Document text:
The International Day to end Obstetric Fistula was observed on May 23 with calls for stakeholders to take decisive action to put an end to the suffering caused by obstetric fistula.At the event held at Kavule Primary School in Kibuku district, UNFPA and partners including the Ministry of Health, WHO and civil society organisations came together to shine a spotlight on the magnitude of Obstetric Fistula, and the toll it takes on women and girls and their families. Songs, drama and testimonies by fistula survivors were some of the highlights of the event.

The national commemoration was preceded by a week-long fistula repair camp at Mbale Regional Referral Hospital supported by UNFPA. A total of 25 women and girls with fistula were successfully repaired.

In her remarks, UNFPA Deputy Representative Ms. Miranda Tabifor noted that while the prevalence of fistula in Uganda has reduced over the last five years, 1,900 new case are still recorded every year and the country has a backlog of 75,000 untreated cases.

“We need to do more to plug this gap, by ensuring that even more survivors are able to access life-changing surgeries,” she said. Ms. Tabifor also appealed to stakeholders to redouble efforts to prevent fistula by supporting girls to stay in school and delay the age of first pregnancy and providing them accurate sexual and reproductive health information and services. She also called for family planning services to be made more accessible as a critical step in preventing unplanned pregnancies.  

The State Minister for General Duties, Ms. Sarah Opendi, who was the Guest of Honour, called for punitive measures to be taken against perpetrators of underage marriages. Speaking directly to the community members in attendance, she explained that child marriage, which is prevalent in the area, gives rise to teenage pregnancy which explains the high number of young girls suffering from fistula.

Ms. Opendi pledged that her Ministry would do more to support the provision of preventive services and improve access to skilled birth attendance and emergency obstetric care. She appreciated partners for their efforts to support the Ministry of Health in tackling fistula, singling out UNFPA which she said has stood by the Health Ministry in its efforts to tackle fistula and other reproductive health concerns. With UNFPA support, 1,350 women with fistula were treated in 2017, accounting for 67% of the 2,045 cases repaired countrywide.

Ms. Tabifor said ending fistula was a priority for UNFPA and pledged continued support for interventions to address the issue.“We cannot give up until every single woman and girl living with fistula has been treated. We cannot give up until every fistula survivor receives the social reintegration and support services she needs to rebuild her life, reclaim her dignity, and restore her hope and dreams for the future,” she said.

What the task asks: Transcribe the passage of the fistula day article from "The International Day" up to and including "were successfully repaired.".

Collection entries
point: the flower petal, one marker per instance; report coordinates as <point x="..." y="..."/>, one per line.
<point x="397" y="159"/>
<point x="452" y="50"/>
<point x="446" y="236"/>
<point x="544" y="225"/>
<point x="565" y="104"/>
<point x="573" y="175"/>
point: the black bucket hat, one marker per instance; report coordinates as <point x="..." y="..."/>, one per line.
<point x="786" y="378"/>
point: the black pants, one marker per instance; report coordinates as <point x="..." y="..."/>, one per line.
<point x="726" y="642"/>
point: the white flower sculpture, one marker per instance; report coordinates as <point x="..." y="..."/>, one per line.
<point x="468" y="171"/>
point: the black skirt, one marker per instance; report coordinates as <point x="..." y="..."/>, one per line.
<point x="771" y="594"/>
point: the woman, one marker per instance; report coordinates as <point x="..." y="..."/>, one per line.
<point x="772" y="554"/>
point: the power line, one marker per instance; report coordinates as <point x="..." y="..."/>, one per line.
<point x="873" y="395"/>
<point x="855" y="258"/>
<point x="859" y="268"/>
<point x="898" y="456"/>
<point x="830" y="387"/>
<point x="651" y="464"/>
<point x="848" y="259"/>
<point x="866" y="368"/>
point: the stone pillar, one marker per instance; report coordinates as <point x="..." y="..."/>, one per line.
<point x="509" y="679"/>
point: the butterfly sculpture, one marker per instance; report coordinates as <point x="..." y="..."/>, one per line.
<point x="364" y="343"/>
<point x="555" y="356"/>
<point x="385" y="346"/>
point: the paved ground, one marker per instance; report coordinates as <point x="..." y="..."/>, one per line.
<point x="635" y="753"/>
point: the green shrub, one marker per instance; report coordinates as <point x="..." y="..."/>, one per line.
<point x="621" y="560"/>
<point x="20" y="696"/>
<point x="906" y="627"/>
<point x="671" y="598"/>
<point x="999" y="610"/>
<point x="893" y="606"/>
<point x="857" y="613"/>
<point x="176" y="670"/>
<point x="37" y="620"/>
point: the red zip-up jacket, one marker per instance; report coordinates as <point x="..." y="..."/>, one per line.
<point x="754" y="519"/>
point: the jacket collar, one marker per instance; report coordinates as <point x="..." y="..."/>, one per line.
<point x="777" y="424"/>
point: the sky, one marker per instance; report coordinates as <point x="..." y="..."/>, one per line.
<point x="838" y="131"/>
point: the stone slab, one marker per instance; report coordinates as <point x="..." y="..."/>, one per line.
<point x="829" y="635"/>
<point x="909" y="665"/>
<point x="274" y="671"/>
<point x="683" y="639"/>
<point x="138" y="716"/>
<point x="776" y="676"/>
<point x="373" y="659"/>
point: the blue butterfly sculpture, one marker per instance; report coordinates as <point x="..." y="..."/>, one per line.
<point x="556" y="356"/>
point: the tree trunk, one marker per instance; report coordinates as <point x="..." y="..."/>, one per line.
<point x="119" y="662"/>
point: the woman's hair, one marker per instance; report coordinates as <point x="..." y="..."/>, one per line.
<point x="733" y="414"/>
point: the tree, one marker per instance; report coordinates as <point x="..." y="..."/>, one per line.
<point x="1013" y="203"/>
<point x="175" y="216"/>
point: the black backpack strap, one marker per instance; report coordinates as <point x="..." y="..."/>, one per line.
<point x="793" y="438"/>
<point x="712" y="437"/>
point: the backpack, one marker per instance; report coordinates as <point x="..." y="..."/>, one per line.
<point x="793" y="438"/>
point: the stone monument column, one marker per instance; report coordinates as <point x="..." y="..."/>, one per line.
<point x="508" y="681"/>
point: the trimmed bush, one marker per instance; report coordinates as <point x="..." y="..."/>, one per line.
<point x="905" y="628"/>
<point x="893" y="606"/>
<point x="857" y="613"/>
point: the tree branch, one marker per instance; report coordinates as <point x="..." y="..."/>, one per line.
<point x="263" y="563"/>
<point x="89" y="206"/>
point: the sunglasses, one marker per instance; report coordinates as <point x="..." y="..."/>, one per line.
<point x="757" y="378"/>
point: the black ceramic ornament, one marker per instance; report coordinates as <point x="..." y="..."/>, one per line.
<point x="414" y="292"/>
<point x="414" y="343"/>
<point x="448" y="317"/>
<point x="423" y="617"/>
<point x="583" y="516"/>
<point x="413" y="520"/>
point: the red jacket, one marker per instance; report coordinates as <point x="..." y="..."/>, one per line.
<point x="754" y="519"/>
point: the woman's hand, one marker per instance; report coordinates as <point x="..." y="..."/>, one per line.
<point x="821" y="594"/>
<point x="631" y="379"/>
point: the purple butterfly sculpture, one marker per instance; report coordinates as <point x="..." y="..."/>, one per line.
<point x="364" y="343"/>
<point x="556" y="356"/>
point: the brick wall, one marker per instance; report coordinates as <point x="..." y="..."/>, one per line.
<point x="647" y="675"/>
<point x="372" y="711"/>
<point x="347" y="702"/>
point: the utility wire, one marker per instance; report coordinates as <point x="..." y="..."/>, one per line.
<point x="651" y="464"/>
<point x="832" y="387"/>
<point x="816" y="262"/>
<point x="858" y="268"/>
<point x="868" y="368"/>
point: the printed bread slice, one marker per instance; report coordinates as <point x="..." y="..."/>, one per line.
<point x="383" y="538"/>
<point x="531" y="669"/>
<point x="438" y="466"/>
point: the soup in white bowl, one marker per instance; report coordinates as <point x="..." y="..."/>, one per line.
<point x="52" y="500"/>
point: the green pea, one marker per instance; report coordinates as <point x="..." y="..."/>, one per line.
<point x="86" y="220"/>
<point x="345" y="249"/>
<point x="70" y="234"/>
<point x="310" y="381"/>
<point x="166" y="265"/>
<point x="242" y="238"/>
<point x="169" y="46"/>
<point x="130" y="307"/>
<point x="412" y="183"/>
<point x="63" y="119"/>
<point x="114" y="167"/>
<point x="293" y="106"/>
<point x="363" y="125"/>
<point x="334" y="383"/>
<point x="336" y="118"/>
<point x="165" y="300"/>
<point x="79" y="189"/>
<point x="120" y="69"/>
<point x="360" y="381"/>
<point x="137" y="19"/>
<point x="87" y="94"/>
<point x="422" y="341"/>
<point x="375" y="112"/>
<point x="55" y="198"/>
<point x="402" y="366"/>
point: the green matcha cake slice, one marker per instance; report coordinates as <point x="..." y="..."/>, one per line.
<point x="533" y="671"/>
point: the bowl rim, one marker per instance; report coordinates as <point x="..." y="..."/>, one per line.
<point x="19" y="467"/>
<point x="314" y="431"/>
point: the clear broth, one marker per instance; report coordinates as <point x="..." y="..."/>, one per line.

Response below:
The International Day to end Obstetric Fistula was observed on May 23 with calls for stakeholders to take decisive action to put an end to the suffering caused by obstetric fistula.At the event held at Kavule Primary School in Kibuku district, UNFPA and partners including the Ministry of Health, WHO and civil society organisations came together to shine a spotlight on the magnitude of Obstetric Fistula, and the toll it takes on women and girls and their families. Songs, drama and testimonies by fistula survivors were some of the highlights of the event.

The national commemoration was preceded by a week-long fistula repair camp at Mbale Regional Referral Hospital supported by UNFPA. A total of 25 women and girls with fistula were successfully repaired.